**Problem to work on**
What is needed here is an exact transcription of all the entries.

[Saved entries]
◆ ◆ ◆ ◆ ◆ ◆ ◆

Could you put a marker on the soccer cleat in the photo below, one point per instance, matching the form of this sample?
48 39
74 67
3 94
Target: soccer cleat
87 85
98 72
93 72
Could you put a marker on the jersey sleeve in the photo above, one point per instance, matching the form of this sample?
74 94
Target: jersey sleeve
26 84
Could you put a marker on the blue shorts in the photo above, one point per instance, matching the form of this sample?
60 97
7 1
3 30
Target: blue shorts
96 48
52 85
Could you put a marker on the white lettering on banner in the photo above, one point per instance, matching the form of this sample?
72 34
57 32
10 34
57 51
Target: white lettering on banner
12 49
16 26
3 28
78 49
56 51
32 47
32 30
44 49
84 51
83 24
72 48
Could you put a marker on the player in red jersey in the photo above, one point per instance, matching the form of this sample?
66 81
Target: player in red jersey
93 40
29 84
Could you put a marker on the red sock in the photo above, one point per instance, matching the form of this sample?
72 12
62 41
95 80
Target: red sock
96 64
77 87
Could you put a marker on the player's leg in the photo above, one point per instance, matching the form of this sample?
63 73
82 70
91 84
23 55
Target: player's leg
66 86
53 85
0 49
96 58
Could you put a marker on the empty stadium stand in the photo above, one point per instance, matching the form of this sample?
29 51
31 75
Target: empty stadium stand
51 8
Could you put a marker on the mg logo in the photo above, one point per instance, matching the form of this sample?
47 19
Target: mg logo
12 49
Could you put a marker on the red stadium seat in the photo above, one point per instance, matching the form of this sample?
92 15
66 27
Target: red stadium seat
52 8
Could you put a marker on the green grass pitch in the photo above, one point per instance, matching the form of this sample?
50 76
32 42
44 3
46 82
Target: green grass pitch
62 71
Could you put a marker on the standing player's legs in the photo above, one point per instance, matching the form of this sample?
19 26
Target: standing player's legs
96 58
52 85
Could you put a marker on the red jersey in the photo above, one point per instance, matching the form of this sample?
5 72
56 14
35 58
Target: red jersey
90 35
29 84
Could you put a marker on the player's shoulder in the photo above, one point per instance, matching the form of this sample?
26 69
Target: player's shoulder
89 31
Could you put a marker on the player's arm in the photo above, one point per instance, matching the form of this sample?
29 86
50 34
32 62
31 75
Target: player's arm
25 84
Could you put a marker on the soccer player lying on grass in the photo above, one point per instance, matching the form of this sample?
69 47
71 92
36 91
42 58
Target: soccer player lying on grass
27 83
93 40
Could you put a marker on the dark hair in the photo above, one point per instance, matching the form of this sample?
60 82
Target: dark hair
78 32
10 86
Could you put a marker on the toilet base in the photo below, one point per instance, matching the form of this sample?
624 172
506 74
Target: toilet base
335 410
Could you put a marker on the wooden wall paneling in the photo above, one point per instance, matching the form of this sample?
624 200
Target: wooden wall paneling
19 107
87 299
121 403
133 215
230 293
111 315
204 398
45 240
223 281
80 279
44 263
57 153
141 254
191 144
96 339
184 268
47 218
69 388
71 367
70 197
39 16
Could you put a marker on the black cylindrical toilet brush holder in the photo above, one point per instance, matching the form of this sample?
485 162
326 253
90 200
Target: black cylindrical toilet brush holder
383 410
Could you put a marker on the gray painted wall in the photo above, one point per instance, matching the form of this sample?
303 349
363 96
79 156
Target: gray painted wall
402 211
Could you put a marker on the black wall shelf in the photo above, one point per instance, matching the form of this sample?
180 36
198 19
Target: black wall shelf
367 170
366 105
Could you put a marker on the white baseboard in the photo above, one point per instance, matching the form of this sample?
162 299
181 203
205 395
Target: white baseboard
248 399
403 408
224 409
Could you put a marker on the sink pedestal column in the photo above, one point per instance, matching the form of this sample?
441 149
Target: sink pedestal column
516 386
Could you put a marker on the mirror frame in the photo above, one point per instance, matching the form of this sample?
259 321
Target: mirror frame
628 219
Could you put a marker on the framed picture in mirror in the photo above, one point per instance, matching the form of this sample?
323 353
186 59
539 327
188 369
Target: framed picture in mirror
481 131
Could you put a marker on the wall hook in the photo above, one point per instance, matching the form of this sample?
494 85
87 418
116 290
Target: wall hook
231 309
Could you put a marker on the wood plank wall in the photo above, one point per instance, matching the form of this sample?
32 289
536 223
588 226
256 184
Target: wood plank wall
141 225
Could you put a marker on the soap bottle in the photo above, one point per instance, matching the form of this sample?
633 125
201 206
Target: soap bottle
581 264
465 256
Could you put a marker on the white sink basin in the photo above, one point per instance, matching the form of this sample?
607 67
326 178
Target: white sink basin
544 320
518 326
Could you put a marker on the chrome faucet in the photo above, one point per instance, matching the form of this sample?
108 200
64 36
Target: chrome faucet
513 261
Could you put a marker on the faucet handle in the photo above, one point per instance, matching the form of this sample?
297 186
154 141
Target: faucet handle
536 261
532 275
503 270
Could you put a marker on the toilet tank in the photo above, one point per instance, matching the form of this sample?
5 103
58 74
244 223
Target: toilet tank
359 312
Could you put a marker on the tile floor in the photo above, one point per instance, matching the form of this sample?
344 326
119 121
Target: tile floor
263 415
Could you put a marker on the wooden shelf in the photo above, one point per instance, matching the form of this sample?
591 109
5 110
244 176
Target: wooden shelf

◆ ◆ ◆ ◆ ◆ ◆ ◆

**Answer space**
Could you put a marker on the soccer cleat in the photo below, one point per instance, matching the form of this sample?
48 39
74 67
3 94
Target: soccer cleat
87 85
98 72
93 72
Could you put a marker on the jersey sleeve in the photo above, one point per instance, matching the form of this sample?
74 94
Target: jersey sleeve
26 84
Could you put a marker on the blue shorts in the photo above, one point per instance, matching the form of this sample?
60 97
7 1
3 30
Target: blue shorts
96 48
52 85
Could you put a marker on the white lettering on banner in the photo above, one point per instance, matching the form of this sample?
72 34
57 32
10 34
57 51
Target: white lettering on banner
12 49
16 26
3 28
78 49
56 51
32 47
32 30
44 49
84 51
83 24
72 48
Could you put a marker on the player in red jersey in the photo above, one point per instance, matching the form of this sample?
66 81
Target: player in red jersey
93 40
29 84
Could you put a marker on the red sock in the photo above, one point per instance, matching the form of this sample?
72 12
62 41
95 80
Target: red sock
96 64
77 87
Could you put a marker on the player's leg in the photo above, one point per instance, matching the form of this sample?
63 73
82 70
91 84
23 55
Target: player's leg
66 86
53 85
0 49
96 58
Could you put a marker on the empty stadium stand in the photo above, one point per instance, matching the form of this sample?
29 51
31 75
Target: empty stadium stand
51 8
Could you put a marker on the mg logo in the photo above, one point per instance, matching the form of this sample?
47 19
Target: mg logo
12 49
Could you put a marker on the red stadium seat in the photo above, one point per instance, matching the form of this sample?
92 15
66 27
Target: red stadium seat
52 8
Could you put a marker on the green grass pitch in the photo above, one point per instance, matching the form of this sample?
50 76
32 42
44 3
46 82
Target: green grass pitch
62 71
Could you put a marker on the standing player's legs in the photo above, one point per instance, matching the form of this sample?
19 26
Target: standing player's legs
96 58
52 85
Could you put a marker on the red jersey in the photo above, one point per instance, matching the form of this sample?
5 72
56 14
35 58
Target: red jersey
90 35
29 84
Could you put a marker on the player's shoulder in the photo above, one point per instance, matching the form of this sample?
26 69
Target: player's shoulder
89 31
Could you put a marker on the player's arm in the photo above, one point per instance, matching the form of this sample?
29 86
50 34
32 62
31 75
Target: player's arm
25 84
Could you put a marker on the soccer player lying on grass in the photo above, one point per instance, matching the form of this sample?
69 47
71 92
36 91
42 58
Target: soccer player lying on grass
27 83
93 40
Could you put a marker on the dark hair in the photo above, one point per instance, matching the form of this sample?
60 82
Target: dark hair
78 32
10 86
Could you put a marker on the toilet base in the photo below, one point per instance, matching the form of this sample?
624 172
506 74
Target: toilet base
335 410
Could you put a marker on the wooden wall paneling in the photo above, one point per instance, matching the form of this sample?
624 200
Target: wooden wall paneling
19 107
87 299
121 403
133 215
230 293
111 315
204 398
45 240
223 281
80 279
44 263
57 153
141 254
191 144
96 339
184 268
47 218
69 388
71 367
70 197
39 16
Could you put a marker on the black cylindrical toilet brush holder in the photo above, one point per instance, matching the form of this sample?
485 162
326 253
90 200
Target: black cylindrical toilet brush holder
383 410
Could you put a marker on the gray painted wall in the photo above, one point per instance, matching the form of this sample?
303 349
363 96
79 156
Target: gray painted wall
402 211
Could you put a marker on the black wall shelf in the photo above, one point per instance, matching the form of this sample?
180 36
198 19
Target: black wall shelf
367 170
366 105
Could you put a marker on the white baseboard in the photo above, one point per instance, matching the form of this sample?
162 299
181 203
205 395
Target: white baseboard
248 399
403 408
224 409
Could you put a marker on the sink pedestal column in the photo above, one point per instance, matching the form of this sample?
441 149
Target: sink pedestal column
516 386
Could you put a marker on the mirror frame in the photo above, one point per instance, matching the form of this sample?
259 321
Target: mirror frame
628 219
Could you put a marker on the framed picture in mirror in the photo above, one point per instance, matching the form of this sample?
323 353
186 59
539 327
188 369
Target: framed picture in mirror
481 131
Could you put a marker on the wall hook in the photo above, one point per instance, matching the form of this sample?
494 85
87 418
116 290
Target: wall hook
231 309
Could you put a marker on the wood plank wall in the photo above, one point per instance, matching the form of this sample?
32 289
536 223
588 226
256 184
Target: wood plank wall
141 225
Could you put a marker on the soap bottle in the photo above, one point per instance, matching the form of this sample?
633 125
201 206
Target: soap bottle
581 264
465 256
Could you put a marker on the white sink basin in the photo above, one point per instance, matching the form of this sample?
607 67
326 178
Target: white sink basin
544 320
518 326
Could you put a marker on the chrome faucet in the photo above, one point per instance, matching the form of this sample?
108 200
64 36
Target: chrome faucet
513 261
Could you put a marker on the faucet handle in the photo above, one point per instance, matching the form of this sample?
297 186
154 141
Target: faucet handle
536 261
532 275
503 270
Could you put a marker on the toilet tank in the photo above, one point per instance, matching the form of this sample?
5 103
58 74
244 223
Target: toilet tank
359 312
Could you put a marker on the tile floor in the photo above, one point per instance, matching the form of this sample?
344 326
119 121
Target: tile floor
263 415
Could you put a marker on the wooden shelf in the photo above, one point per instance, matching the form of this sample?
591 109
5 110
244 176
Target: wooden shelf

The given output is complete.